Privileges required for using Redshift as a target

Use the GRANT command to define access privileges for a user or user group. Privileges include access options such as being able to read data in tables and views, write data, and create tables. For more information about using GRANT with Amazon Redshift, see GRANT in the Amazon Redshift Database Developer Guide.

The following is the syntax to give specific privileges for a table, database, schema, function, procedure, or language-level privileges on Amazon Redshift tables and views.

GRANT { { SELECT | INSERT | UPDATE | DELETE | REFERENCES } [,...] | ALL [ PRIVILEGES ] } ON { [ TABLE ] table_name [, ...] | ALL TABLES IN SCHEMA schema_name [, ...] } TO { username [ WITH GRANT OPTION ] | GROUP group_name | PUBLIC } [, ...] GRANT { { CREATE | TEMPORARY | TEMP } [,...] | ALL [ PRIVILEGES ] } ON DATABASE db_name [, ...] TO { username [ WITH GRANT OPTION ] | GROUP group_name | PUBLIC } [, ...] GRANT { { CREATE | USAGE } [,...] | ALL [ PRIVILEGES ] } ON SCHEMA schema_name [, ...] TO { username [ WITH GRANT OPTION ] | GROUP group_name | PUBLIC } [, ...] GRANT { EXECUTE | ALL [ PRIVILEGES ] } ON { FUNCTION function_name ( [ [ argname ] argtype [, ...] ] ) [, ...] | ALL FUNCTIONS IN SCHEMA schema_name [, ...] } TO { username [ WITH GRANT OPTION ] | GROUP group_name | PUBLIC } [, ...] GRANT { EXECUTE | ALL [ PRIVILEGES ] } ON { PROCEDURE procedure_name ( [ [ argname ] argtype [, ...] ] ) [, ...] | ALL PROCEDURES IN SCHEMA schema_name [, ...] } TO { username [ WITH GRANT OPTION ] | GROUP group_name | PUBLIC } [, ...] GRANT USAGE ON LANGUAGE language_name [, ...] TO { username [ WITH GRANT OPTION ] | GROUP group_name | PUBLIC } [, ...]

The following is the syntax for column-level privileges on Amazon Redshift tables and views.

GRANT { { SELECT | UPDATE } ( column_name [, ...] ) [, ...] | ALL [ PRIVILEGES ] ( column_name [,...] ) } ON { [ TABLE ] table_name [, ...] } TO { username | GROUP group_name | PUBLIC } [, ...]

The following is the syntax for the ASSUMEROLE privilege granted to users and groups with a specified role.

GRANT ASSUMEROLE ON { 'iam_role' [, ...] | ALL } TO { username | GROUP group_name | PUBLIC } [, ...] FOR { ALL | COPY | UNLOAD } [, ...]

Limitations on using Amazon Redshift as a target for AWS Database Migration Service

The following limitations apply when using an Amazon Redshift database as a target:

  • Don’t enable versioning for the S3 bucket you use as intermediate storage for your Amazon Redshift target. If you need S3 versioning, use lifecycle policies to actively delete old versions. Otherwise, you might encounter endpoint test connection failures because of an S3 list-object call timeout. To create a lifecycle policy for an S3 bucket, see Managing your storage lifecycle. To delete a version of an S3 object, see Deleting object versions from a versioning-enabled bucket.

## INPUT MATERIAL
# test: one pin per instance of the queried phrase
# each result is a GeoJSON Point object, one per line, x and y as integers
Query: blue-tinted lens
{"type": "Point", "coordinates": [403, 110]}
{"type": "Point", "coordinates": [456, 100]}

## COMPLETE THE FOLLOWING
[a] In the Redshift privileges extract, which kinds of object does the sentence introducing the first GRANT syntax list for specific privileges?
[b] Arrange every line of the entries in Block 1 as a JSON list of strings, one string per line, leaving out blank lines.

## ANSWERS FOR THE EXERCISE
[a]
- table
- database
- schema
- function
- procedure
- language

[b]
[
  "# test: one pin per instance of the queried phrase",
  "# each result is a GeoJSON Point object, one per line, x and y as integers",
  "Query: blue-tinted lens",
  "{\"type\": \"Point\", \"coordinates\": [403, 110]}",
  "{\"type\": \"Point\", \"coordinates\": [456, 100]}"
]